DATASET EXCERPTS –
· · · · ·

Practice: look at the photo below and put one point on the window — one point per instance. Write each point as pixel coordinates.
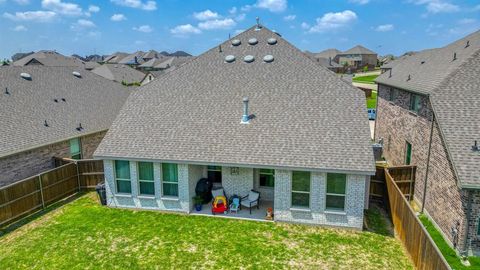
(415, 103)
(170, 179)
(146, 185)
(336, 189)
(267, 177)
(122, 176)
(300, 189)
(392, 96)
(75, 148)
(408, 153)
(215, 174)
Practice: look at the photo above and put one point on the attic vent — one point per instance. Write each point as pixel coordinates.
(252, 41)
(268, 58)
(236, 42)
(229, 58)
(272, 41)
(249, 58)
(26, 76)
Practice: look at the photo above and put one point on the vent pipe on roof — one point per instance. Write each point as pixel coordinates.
(245, 117)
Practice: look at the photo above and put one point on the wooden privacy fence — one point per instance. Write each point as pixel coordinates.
(408, 228)
(37, 192)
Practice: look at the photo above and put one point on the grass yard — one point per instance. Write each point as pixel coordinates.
(449, 254)
(372, 101)
(365, 79)
(84, 235)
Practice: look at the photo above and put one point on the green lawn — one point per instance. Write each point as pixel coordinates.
(449, 254)
(365, 79)
(84, 235)
(372, 101)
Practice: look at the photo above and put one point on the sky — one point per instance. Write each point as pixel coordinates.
(104, 27)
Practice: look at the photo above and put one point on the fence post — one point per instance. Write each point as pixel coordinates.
(41, 190)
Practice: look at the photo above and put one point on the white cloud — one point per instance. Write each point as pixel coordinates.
(22, 2)
(332, 21)
(93, 9)
(64, 8)
(384, 28)
(38, 16)
(185, 29)
(147, 5)
(118, 17)
(360, 2)
(206, 15)
(217, 24)
(272, 5)
(19, 28)
(290, 17)
(437, 6)
(143, 28)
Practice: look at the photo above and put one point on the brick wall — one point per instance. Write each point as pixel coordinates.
(25, 164)
(316, 214)
(396, 124)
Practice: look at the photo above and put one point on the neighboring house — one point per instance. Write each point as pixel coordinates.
(428, 116)
(49, 59)
(310, 158)
(49, 111)
(358, 57)
(120, 73)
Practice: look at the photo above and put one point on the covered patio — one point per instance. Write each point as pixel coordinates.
(244, 213)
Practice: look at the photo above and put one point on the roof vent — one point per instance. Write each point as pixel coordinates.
(229, 58)
(249, 58)
(272, 41)
(26, 76)
(268, 58)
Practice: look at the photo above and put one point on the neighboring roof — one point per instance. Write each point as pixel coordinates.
(453, 88)
(193, 114)
(135, 58)
(328, 53)
(119, 73)
(90, 100)
(174, 61)
(115, 58)
(153, 62)
(358, 50)
(50, 59)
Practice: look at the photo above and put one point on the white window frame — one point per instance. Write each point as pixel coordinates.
(146, 181)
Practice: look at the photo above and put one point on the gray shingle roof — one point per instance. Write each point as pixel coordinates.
(306, 117)
(358, 50)
(90, 100)
(119, 73)
(453, 87)
(49, 58)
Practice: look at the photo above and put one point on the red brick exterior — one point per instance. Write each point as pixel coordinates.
(445, 202)
(25, 164)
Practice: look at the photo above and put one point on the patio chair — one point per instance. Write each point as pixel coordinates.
(251, 200)
(235, 205)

· · · · ·

PROBLEM TO SOLVE –
Starting at the row that contains "on the patio" and continuing through the last row, write those rows out again with the request line unchanged, but shift each answer's pixel coordinates by adding 19 to both numbers.

WORKED SOLUTION –
Practice: look at the photo above and put one point on the patio chair — one point per instance. Write each point as pixel coordinates.
(270, 219)
(254, 224)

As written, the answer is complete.